* start Given text *

PROTECTORS OF TRUE BLUE GOAN FOOD STAND LIKE LONELY LIGHTHOUSES TODAY

There’s a scar on the face of Goenkarponn, a scar which
several specialists are battling hard to remove. They are the preservers, the
restorers, who go about their business and craft very quietly.

So what’s cooking? Quite simply, the work of Goa’s culinary artists,
from the simple folk who cook at home for the family to those who run tavernas
and restaurants, still working their daily magic with Goan spices ingredients,
and fresh vegetables, meat and sea food, to give us Goan flavours, nay, a slice
of Goan life, the leitmotif of civilization in this land.

In this sea washed landscape where the sun and the ocean embrace in the
horizons over yonder, where village roads meander through the canopy of palm
trees, fast depleting, where the forests explode with the flavours of cashew
apples, where the song of the birds are accompanied with someone playing the
guitar on his balcao in an interior village, there lurks a destroyer. He who
dilutes, destroys, manipulates, wrecks, alters and causes death to Goan food,
cutting it to pieces and feeding it to either the unsuspecting or the ignorant
or the careless.

One of the nerve centers of this destruction are “shacks” on the beach
who purport to make Goan food. These make shift kitchens have been completely
taken over ( with no offence even remotely intended) by “cooks” from many North
Indian and eastern states. Each menu is a copy paste of the other with curry,
xacuti, vindaloo and sorpotel thrown in whose taste and appearance have very
remote semblance of what the dish is even supposed to be.

And for those who do not know the difference between a cafreal and
kachori, the first time initiation into “goan” food becomes a disaster, with
the consumer blissfully unaware and unexposed to the real thing. And then he
goes back with this lingering taste of what he thinks is cooked in all Goan
homes, which is an absolute bastardisation of what is meant to be the pride and
honour of Goan culture, its food.

This is the time we must salute those who are sticking to the age old
route map with no deviations. From the spare ribs to the choris pao to the
vindloo, fejoada, and solantolem, Moses Pinto of Pinto Bar Panjim has been a
disciplined soldier of authenticity,. His drawing room is his restaurant and he
does it all himself with a little help from family. He cooks what he has always
eaten and it shows, both in his plates of food and on his jovial rotund self,
with smiles lighting up his eyes and filtering through his copious moustache,
light on his feet and music always playing wherever he is.

* end Given text *
* start Entries provided *

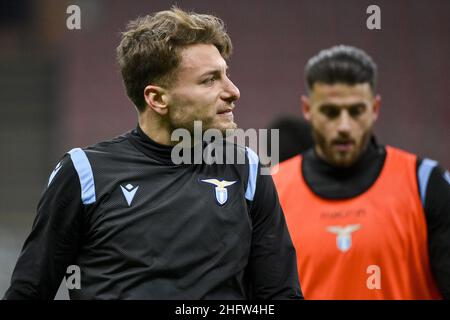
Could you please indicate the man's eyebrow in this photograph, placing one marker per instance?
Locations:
(216, 71)
(353, 105)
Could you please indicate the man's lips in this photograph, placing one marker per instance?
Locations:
(343, 145)
(226, 111)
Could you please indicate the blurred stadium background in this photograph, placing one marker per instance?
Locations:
(61, 89)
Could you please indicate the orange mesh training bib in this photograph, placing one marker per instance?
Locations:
(373, 246)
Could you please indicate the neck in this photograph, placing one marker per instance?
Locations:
(319, 153)
(156, 129)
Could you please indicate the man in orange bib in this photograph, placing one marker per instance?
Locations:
(368, 221)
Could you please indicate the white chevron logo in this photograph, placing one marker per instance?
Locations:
(55, 171)
(129, 191)
(344, 235)
(221, 189)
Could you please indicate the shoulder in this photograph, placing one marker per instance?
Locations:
(285, 169)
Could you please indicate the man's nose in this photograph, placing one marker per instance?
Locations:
(344, 125)
(231, 92)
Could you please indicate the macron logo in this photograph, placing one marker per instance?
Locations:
(129, 191)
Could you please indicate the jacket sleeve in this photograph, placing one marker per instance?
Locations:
(54, 239)
(436, 199)
(273, 263)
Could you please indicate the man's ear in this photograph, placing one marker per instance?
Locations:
(156, 99)
(306, 108)
(376, 106)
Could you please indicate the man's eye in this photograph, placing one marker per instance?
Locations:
(331, 112)
(209, 80)
(356, 111)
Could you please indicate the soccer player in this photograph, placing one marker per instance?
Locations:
(368, 221)
(138, 225)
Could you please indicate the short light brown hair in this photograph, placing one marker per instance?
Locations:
(149, 51)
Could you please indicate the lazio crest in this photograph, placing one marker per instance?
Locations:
(220, 189)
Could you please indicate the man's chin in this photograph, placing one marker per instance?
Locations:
(343, 161)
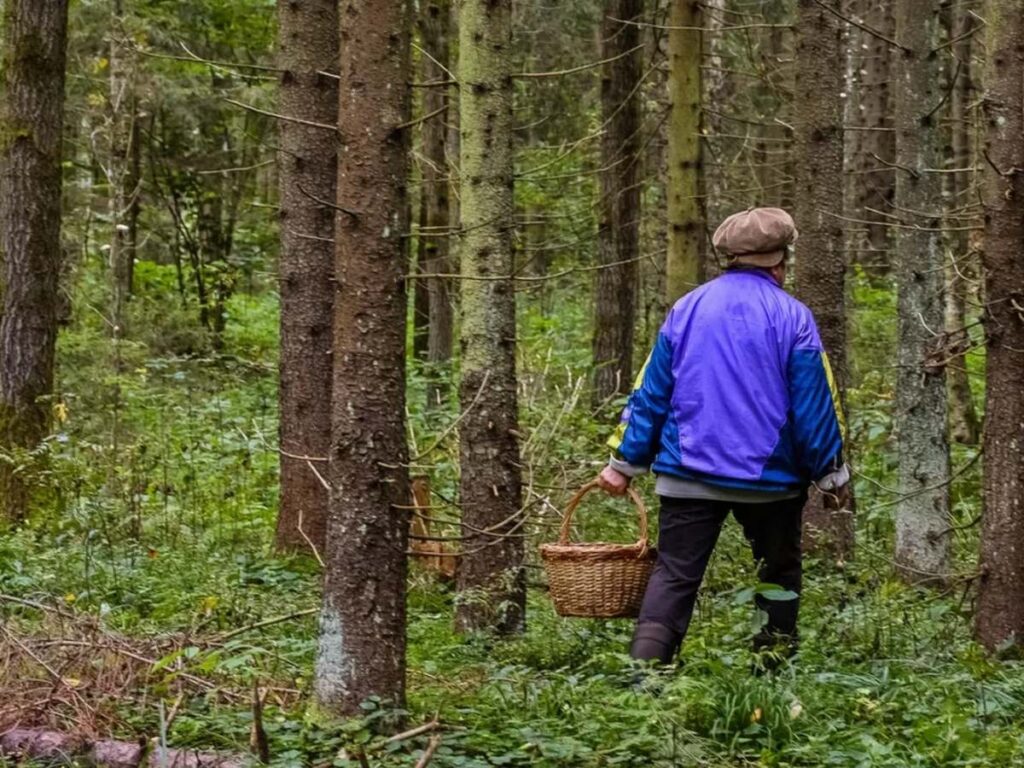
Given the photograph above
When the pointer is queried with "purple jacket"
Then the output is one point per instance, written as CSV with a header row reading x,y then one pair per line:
x,y
737,391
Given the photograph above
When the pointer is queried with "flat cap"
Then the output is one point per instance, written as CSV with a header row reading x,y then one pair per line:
x,y
757,237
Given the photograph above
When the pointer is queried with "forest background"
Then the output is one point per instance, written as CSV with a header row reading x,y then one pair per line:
x,y
161,573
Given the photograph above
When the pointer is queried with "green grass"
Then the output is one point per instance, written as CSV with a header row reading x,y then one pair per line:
x,y
164,494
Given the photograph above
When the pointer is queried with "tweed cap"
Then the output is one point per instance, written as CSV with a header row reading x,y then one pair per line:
x,y
757,237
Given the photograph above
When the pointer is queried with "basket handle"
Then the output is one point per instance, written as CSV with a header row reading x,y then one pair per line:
x,y
563,534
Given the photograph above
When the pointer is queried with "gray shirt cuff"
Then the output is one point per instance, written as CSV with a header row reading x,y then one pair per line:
x,y
836,479
630,470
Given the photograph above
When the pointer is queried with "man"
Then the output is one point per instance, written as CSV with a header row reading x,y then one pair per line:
x,y
734,410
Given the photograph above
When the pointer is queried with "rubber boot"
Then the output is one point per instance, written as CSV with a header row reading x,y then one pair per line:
x,y
654,642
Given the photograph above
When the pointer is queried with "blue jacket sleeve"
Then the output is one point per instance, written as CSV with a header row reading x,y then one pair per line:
x,y
638,436
819,428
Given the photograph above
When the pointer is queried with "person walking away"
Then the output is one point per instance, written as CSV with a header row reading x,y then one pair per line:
x,y
735,410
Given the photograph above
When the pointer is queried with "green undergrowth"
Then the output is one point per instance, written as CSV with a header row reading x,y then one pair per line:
x,y
164,493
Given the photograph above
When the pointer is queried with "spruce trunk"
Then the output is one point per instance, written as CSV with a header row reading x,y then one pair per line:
x,y
489,578
820,258
361,645
923,512
31,121
619,228
307,171
434,235
1000,595
684,267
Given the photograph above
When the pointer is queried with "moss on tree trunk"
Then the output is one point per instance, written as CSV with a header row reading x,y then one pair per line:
x,y
489,577
31,121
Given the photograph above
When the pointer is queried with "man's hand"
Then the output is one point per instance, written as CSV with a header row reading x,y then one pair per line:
x,y
612,482
839,499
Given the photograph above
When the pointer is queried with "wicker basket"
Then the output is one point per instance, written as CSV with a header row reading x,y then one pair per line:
x,y
597,580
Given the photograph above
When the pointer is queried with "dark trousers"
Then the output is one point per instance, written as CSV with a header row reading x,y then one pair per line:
x,y
688,531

* end Entries provided *

*Given instruction 1*:
Write out the piece on Goan food word for word, beginning at the words "There’s a scar" and stopping after "in this land.".
*Given instruction 2*:
For each statement below, answer yes or no on whether the piece on Goan food agrees, and quote the words from it that decide. (a) The beach shacks have been taken over by cooks from North Indian and eastern states. (b) Each shack menu is different from the others. (c) Moses Pinto runs his restaurant out of his drawing room.

*Correct result 1*:
There’s a scar on the face of Goenkarponn, a scar which
several specialists are battling hard to remove. They are the preservers, the
restorers, who go about their business and craft very quietly.

So what’s cooking? Quite simply, the work of Goa’s culinary artists,
from the simple folk who cook at home for the family to those who run tavernas
and restaurants, still working their daily magic with Goan spices ingredients,
and fresh vegetables, meat and sea food, to give us Goan flavours, nay, a slice
of Goan life, the leitmotif of civilization in this land.

*Correct result 2*:
(a) Yes: "taken over ( with no offence even remotely intended) by “cooks” from many North Indian and eastern states"
(b) No: "Each menu is a copy paste of the other"
(c) Yes: "His drawing room is his restaurant"